Position annotation records
#####
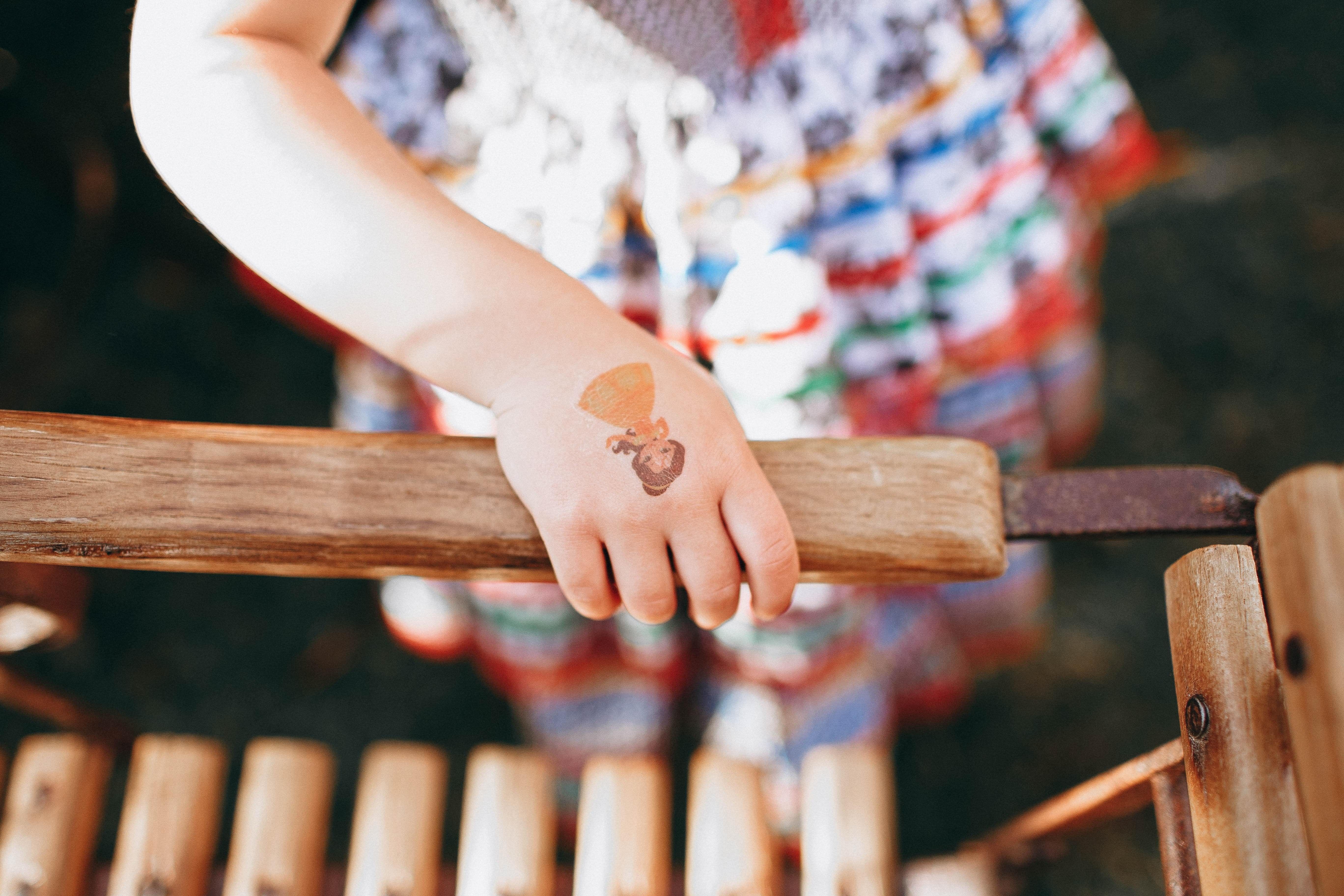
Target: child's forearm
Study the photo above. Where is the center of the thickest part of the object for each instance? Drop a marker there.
(245, 126)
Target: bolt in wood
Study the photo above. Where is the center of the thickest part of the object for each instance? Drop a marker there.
(624, 845)
(279, 844)
(52, 816)
(1242, 800)
(729, 847)
(1302, 543)
(507, 843)
(398, 833)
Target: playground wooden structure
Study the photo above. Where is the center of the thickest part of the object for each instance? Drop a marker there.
(1249, 800)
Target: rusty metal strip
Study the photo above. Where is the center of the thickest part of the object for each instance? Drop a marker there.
(1127, 502)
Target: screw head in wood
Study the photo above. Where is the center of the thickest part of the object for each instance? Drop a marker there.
(1197, 718)
(1295, 656)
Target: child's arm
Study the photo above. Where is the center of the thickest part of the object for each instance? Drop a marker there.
(245, 126)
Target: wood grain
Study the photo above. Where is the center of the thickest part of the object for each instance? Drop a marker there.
(507, 841)
(398, 831)
(1302, 543)
(624, 844)
(322, 503)
(1112, 795)
(52, 815)
(170, 819)
(849, 816)
(279, 845)
(1249, 835)
(729, 848)
(1175, 832)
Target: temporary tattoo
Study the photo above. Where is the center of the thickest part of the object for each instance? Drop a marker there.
(624, 397)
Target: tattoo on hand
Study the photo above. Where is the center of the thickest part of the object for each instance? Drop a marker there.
(624, 398)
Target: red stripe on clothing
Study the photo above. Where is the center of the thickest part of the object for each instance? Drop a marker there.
(1064, 57)
(764, 26)
(882, 275)
(926, 226)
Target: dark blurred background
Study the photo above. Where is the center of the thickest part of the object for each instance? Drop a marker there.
(1225, 326)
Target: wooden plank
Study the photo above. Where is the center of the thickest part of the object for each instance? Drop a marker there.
(849, 817)
(1249, 835)
(1175, 832)
(279, 845)
(398, 833)
(624, 844)
(1302, 543)
(729, 847)
(971, 872)
(170, 819)
(322, 503)
(52, 815)
(507, 843)
(1112, 795)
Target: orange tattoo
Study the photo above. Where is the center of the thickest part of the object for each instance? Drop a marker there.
(624, 398)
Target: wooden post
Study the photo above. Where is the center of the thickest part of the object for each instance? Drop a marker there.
(321, 503)
(624, 845)
(507, 843)
(849, 821)
(1302, 542)
(1175, 832)
(394, 850)
(971, 872)
(279, 844)
(170, 819)
(729, 848)
(52, 815)
(1242, 800)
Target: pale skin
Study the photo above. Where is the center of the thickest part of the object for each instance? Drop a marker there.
(242, 121)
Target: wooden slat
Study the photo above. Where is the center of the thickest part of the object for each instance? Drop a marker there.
(322, 503)
(1120, 792)
(729, 848)
(849, 815)
(624, 844)
(507, 841)
(1302, 542)
(1249, 835)
(967, 874)
(1175, 832)
(170, 819)
(280, 825)
(52, 815)
(398, 831)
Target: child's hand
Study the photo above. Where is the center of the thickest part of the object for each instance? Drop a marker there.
(638, 452)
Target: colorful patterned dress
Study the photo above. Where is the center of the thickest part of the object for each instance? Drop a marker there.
(868, 218)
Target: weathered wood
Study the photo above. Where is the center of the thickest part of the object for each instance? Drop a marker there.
(507, 843)
(41, 605)
(322, 503)
(279, 845)
(1112, 795)
(170, 819)
(1175, 832)
(1249, 835)
(52, 815)
(1302, 543)
(972, 872)
(398, 833)
(849, 816)
(729, 848)
(624, 844)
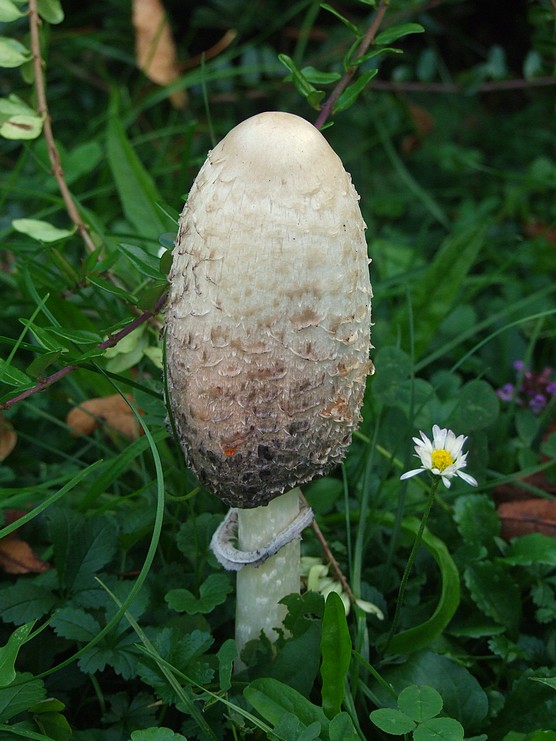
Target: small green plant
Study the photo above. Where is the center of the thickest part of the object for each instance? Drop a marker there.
(418, 713)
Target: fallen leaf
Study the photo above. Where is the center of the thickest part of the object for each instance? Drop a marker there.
(17, 557)
(528, 516)
(155, 49)
(8, 437)
(110, 410)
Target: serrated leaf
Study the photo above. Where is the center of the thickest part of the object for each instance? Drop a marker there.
(335, 646)
(353, 91)
(420, 702)
(9, 11)
(42, 231)
(535, 548)
(389, 35)
(13, 53)
(50, 10)
(392, 721)
(212, 592)
(9, 653)
(494, 592)
(75, 624)
(25, 601)
(23, 692)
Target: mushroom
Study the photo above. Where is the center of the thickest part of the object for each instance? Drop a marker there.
(267, 342)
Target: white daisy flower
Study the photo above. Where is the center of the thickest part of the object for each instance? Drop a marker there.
(442, 456)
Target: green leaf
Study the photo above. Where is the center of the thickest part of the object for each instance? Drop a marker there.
(81, 548)
(212, 592)
(392, 721)
(353, 91)
(549, 681)
(9, 11)
(42, 231)
(463, 696)
(420, 702)
(335, 646)
(50, 10)
(9, 653)
(389, 35)
(142, 261)
(12, 376)
(21, 694)
(78, 336)
(477, 519)
(272, 699)
(494, 592)
(439, 729)
(317, 77)
(302, 84)
(12, 53)
(25, 601)
(159, 733)
(135, 186)
(106, 285)
(393, 369)
(535, 548)
(422, 635)
(477, 407)
(75, 624)
(341, 18)
(227, 654)
(439, 289)
(342, 728)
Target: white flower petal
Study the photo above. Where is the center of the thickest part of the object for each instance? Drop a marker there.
(467, 478)
(409, 474)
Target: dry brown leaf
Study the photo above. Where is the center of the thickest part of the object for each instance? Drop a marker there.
(17, 557)
(155, 49)
(8, 437)
(528, 516)
(110, 410)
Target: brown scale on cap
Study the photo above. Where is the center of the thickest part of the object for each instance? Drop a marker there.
(268, 320)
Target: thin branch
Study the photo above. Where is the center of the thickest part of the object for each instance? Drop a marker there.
(348, 76)
(330, 557)
(53, 154)
(111, 341)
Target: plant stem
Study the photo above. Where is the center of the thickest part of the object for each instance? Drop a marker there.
(260, 589)
(346, 79)
(411, 561)
(53, 153)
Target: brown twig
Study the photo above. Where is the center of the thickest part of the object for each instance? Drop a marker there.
(111, 341)
(330, 557)
(348, 76)
(53, 154)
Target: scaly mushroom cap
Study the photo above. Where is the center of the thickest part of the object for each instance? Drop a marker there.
(268, 320)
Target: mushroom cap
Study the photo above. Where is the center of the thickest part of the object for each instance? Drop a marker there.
(269, 312)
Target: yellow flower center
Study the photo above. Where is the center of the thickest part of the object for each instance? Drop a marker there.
(441, 459)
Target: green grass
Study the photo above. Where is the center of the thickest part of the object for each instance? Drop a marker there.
(457, 181)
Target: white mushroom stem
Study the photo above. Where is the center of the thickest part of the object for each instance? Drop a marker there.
(260, 588)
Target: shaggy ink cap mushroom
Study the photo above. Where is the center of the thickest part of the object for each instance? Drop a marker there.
(269, 312)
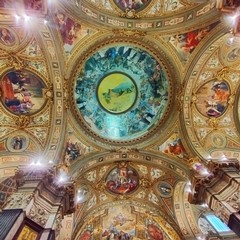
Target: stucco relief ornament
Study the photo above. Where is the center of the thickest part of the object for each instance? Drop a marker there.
(213, 123)
(145, 183)
(23, 121)
(16, 62)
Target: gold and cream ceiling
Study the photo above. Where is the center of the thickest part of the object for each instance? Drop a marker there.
(132, 97)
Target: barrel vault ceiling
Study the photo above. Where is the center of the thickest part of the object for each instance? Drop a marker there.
(130, 100)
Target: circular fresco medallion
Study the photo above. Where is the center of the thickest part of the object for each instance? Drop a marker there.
(136, 5)
(121, 91)
(122, 180)
(212, 98)
(22, 92)
(117, 92)
(17, 143)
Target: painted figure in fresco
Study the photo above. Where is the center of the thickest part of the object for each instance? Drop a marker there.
(6, 37)
(152, 87)
(68, 28)
(86, 235)
(16, 95)
(154, 233)
(132, 4)
(33, 4)
(18, 143)
(122, 180)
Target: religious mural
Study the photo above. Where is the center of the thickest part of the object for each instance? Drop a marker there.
(17, 143)
(132, 5)
(165, 189)
(82, 194)
(124, 222)
(7, 37)
(112, 75)
(122, 180)
(22, 92)
(185, 43)
(121, 223)
(212, 98)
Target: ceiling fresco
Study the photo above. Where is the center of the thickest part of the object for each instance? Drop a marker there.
(128, 98)
(121, 91)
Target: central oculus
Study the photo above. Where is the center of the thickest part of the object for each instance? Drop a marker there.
(117, 92)
(121, 91)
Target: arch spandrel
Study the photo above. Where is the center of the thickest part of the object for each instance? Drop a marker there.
(202, 130)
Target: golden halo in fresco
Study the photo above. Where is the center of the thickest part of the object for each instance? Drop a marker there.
(121, 91)
(117, 92)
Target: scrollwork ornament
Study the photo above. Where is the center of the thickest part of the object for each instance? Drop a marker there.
(129, 33)
(129, 13)
(100, 186)
(221, 75)
(23, 121)
(213, 123)
(145, 183)
(48, 93)
(16, 62)
(194, 99)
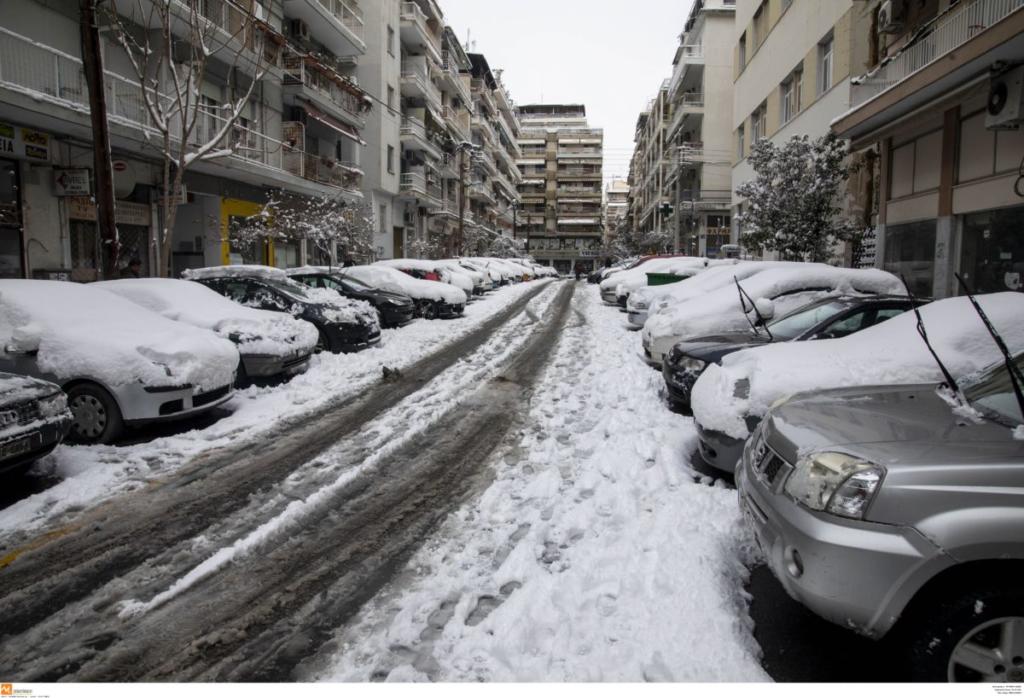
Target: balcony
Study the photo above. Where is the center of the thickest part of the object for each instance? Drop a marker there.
(947, 33)
(418, 30)
(336, 24)
(306, 78)
(416, 81)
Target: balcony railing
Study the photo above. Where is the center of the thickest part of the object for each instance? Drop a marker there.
(349, 13)
(49, 75)
(299, 71)
(947, 33)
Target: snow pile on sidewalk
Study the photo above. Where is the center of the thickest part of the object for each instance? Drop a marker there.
(91, 474)
(593, 555)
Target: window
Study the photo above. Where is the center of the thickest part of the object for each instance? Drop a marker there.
(825, 49)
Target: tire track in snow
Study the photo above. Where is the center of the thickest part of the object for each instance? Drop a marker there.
(117, 537)
(258, 617)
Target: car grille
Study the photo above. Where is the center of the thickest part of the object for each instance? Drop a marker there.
(212, 396)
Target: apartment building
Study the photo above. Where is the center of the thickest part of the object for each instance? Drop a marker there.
(561, 167)
(792, 74)
(616, 203)
(939, 110)
(300, 133)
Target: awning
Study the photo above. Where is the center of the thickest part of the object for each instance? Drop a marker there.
(333, 123)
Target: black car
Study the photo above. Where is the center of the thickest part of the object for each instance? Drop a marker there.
(344, 325)
(825, 318)
(34, 420)
(394, 310)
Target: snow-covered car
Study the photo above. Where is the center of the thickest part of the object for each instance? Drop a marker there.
(394, 310)
(616, 289)
(730, 399)
(271, 344)
(429, 270)
(34, 420)
(774, 288)
(119, 363)
(433, 299)
(343, 325)
(827, 318)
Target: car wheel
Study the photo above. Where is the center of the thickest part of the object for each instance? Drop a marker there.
(977, 637)
(96, 416)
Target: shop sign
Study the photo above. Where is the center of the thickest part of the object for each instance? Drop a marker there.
(25, 143)
(126, 213)
(68, 182)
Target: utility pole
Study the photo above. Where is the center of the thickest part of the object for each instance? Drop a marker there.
(92, 63)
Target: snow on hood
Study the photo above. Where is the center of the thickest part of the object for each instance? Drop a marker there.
(386, 278)
(636, 277)
(254, 331)
(890, 353)
(83, 331)
(702, 310)
(336, 307)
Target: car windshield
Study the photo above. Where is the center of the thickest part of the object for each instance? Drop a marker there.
(799, 321)
(994, 392)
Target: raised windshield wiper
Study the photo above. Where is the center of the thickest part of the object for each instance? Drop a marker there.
(950, 381)
(743, 297)
(1015, 374)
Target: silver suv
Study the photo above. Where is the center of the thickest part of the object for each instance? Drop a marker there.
(892, 513)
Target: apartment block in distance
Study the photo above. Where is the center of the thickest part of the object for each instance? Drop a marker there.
(793, 68)
(561, 166)
(941, 107)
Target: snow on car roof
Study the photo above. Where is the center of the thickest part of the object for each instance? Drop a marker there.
(387, 278)
(889, 353)
(83, 331)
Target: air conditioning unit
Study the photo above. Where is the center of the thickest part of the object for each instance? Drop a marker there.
(300, 29)
(892, 14)
(1006, 100)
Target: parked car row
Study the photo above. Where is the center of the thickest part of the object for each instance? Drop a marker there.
(877, 441)
(86, 361)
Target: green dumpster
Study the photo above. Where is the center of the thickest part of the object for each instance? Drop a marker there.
(664, 279)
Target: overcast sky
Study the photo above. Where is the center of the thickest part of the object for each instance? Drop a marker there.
(611, 56)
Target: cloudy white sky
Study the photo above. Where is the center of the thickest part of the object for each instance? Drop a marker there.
(609, 55)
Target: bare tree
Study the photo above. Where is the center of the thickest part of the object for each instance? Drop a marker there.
(173, 46)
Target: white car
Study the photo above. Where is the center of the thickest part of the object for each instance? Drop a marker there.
(119, 363)
(616, 289)
(271, 344)
(433, 299)
(775, 288)
(729, 400)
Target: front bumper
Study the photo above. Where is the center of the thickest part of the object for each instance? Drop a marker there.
(849, 571)
(22, 448)
(719, 450)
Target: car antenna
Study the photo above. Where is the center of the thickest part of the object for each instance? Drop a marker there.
(1015, 374)
(950, 381)
(742, 305)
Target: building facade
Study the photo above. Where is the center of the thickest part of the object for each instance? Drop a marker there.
(793, 63)
(299, 133)
(561, 168)
(940, 111)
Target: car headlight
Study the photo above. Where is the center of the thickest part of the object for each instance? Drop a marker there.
(53, 405)
(838, 483)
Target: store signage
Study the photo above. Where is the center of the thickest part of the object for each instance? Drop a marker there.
(24, 143)
(68, 182)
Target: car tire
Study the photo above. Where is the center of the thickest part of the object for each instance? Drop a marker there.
(965, 628)
(97, 418)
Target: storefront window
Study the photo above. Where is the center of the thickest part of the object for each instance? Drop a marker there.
(10, 221)
(910, 253)
(992, 257)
#####
Reproduce everything in the material above from the line containing "Target: rusty metal strip" down to the line containing "(1225, 326)", with both of those lines included and nothing altered.

Target: rusty metal strip
Study the photo above. Where is the center of the thickest part of the object for each instance? Drop a marker there.
(1127, 502)
Target: screw head in wood
Study the photo above. Where is the center of the thickest part of the object for each instance? Drop a marker there.
(1197, 718)
(1295, 656)
Target: child's arm
Study the photo above. Where is the center of the thickest part of the object for each instance? Drop a marker there.
(245, 126)
Target: wood grain
Study the photo above. Where is the center of the thickest part of the object for each instance? Drop a marker there.
(507, 841)
(398, 831)
(1302, 543)
(624, 844)
(322, 503)
(1112, 795)
(52, 815)
(170, 819)
(849, 816)
(279, 845)
(1249, 835)
(729, 848)
(1175, 832)
Target: temporary tattoo
Study the photo above. Where is the center of the thickest part of the object for each instance? Drop a marker there.
(624, 397)
Target: tattoo on hand
Study the photo above. Where is the center of the thickest part of the object for each instance? Drop a marker there.
(624, 398)
Target: red stripe on clothing
Study the photo above. Where is the center of the thickest part of the object for each instance? Drop a marker there.
(1064, 57)
(764, 26)
(882, 275)
(926, 226)
Target: dark blurred background
Study the photo above. Where is the center of the thickest part of the object for each instance? Drop a marker there.
(1225, 326)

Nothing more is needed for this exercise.